=== CONSIGNE A ===
Dénombrez les lignes de la liste ci-dessous qui contiennent la chaîne « target », et donnez seulement ce nombre.

=== TEXTE À LIRE ===
Le tramway de Jérusalem : un objectif caché ?

18 Novembre 2014



La ligne de tramway de la ville trois fois sainte, inaugurée depuis le 19 août 2011, s'étend sur plus de quatorze kilomètres. Reliant les quartiers situés à l'ouest à ceux se trouvant à l'est et symbolisant la modernité de la cité hiérosolymitaine, il est aussi à l'origine d'un désaccord entre Israéliens et Palestiniens.


Crédit Ronen Zvulun / Reuters
Crédit Ronen Zvulun / Reuters
La voix préenregistrée annonce en trois langues – hébreu, anglais et arabe – que le tram arrive à la station de Tsahal Square, baptisée ainsi en hommage à l'armée israélienne. À l'ouverture des portes, un flot de voyageurs descend de la rame pendant qu'un autre monte à l'intérieur. Parmi eux, des femmes musulmanes portant le voile, des croyants juifs orthodoxes aux papillotes dépassant de leur chapeau mais aussi de simples touristes visitant Jérusalem. Un bruit d'alarme retentit alors pour avertir du départ imminent. Quelques secondes plus tard, le tram démarre à nouveau et glisse lentement le long des murailles de la vieille ville, qui aurait été fondée par le roi David il y a plus de 3 000 ans. Transportant tous les types d'usagers, sans distinction de nationalité, de sexe ou de religion, les autorités de l'État hébreu l'appellent le « tramway de la paix ».

Tramway nommé « paix » pour les uns...

Certains disent d'Israël qu'il est un pays pratiquant une nouvelle forme d'apartheid, du nom du régime ségrégationniste en place en Afrique du Sud, de 1948 à 1991, en contrôlant une bonne partie des aspects de la vie des Palestiniens dans les territoires occupés, depuis 1967, de Cisjordanie. De toute évidence, un tel constat ne peut pas être établi en ce qui concerne le tramway. Aucune partie de la rame n'est réservée à telle ou telle population. Pas de sinistres et odieux « réservés aux blancs » comme cela a pu être le cas dans les bus de l'Amérique de Rosa Parks ou de la nation arc-en-ciel de Nelson Mandela.Tout le monde y est mélangé. Un véritable melting-pot.

=== CONSIGNE B ===
Recopiez à l'identique le passage de l'article sur le tramway de Jérusalem qui va de « Le tramway de » à « Israéliens et Palestiniens. ».

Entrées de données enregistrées

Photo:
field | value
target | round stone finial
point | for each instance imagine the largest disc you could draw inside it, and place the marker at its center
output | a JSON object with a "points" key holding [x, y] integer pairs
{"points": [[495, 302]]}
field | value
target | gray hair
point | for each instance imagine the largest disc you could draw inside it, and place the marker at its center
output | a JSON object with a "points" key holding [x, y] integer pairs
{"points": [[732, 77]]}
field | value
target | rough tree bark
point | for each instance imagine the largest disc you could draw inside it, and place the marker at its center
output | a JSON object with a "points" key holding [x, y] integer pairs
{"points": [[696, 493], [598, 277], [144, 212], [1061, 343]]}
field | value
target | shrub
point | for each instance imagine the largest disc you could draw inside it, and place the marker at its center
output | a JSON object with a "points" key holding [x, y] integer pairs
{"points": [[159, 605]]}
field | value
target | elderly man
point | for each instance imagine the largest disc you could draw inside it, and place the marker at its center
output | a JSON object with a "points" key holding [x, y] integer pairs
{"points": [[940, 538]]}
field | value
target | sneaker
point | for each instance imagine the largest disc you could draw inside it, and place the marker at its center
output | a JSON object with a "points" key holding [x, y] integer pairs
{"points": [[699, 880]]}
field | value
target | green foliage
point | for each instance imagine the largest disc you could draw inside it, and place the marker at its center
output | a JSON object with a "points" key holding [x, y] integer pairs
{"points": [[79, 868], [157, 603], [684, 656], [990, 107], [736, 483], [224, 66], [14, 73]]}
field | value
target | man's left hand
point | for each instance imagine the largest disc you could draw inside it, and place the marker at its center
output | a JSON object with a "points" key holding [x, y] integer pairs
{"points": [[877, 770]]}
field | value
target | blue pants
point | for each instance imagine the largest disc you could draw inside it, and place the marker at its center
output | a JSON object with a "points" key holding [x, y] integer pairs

=== RÉSULTAT A ===
9

=== RÉSULTAT B ===
Le tramway de Jérusalem : un objectif caché ?

18 Novembre 2014



La ligne de tramway de la ville trois fois sainte, inaugurée depuis le 19 août 2011, s'étend sur plus de quatorze kilomètres. Reliant les quartiers situés à l'ouest à ceux se trouvant à l'est et symbolisant la modernité de la cité hiérosolymitaine, il est aussi à l'origine d'un désaccord entre Israéliens et Palestiniens.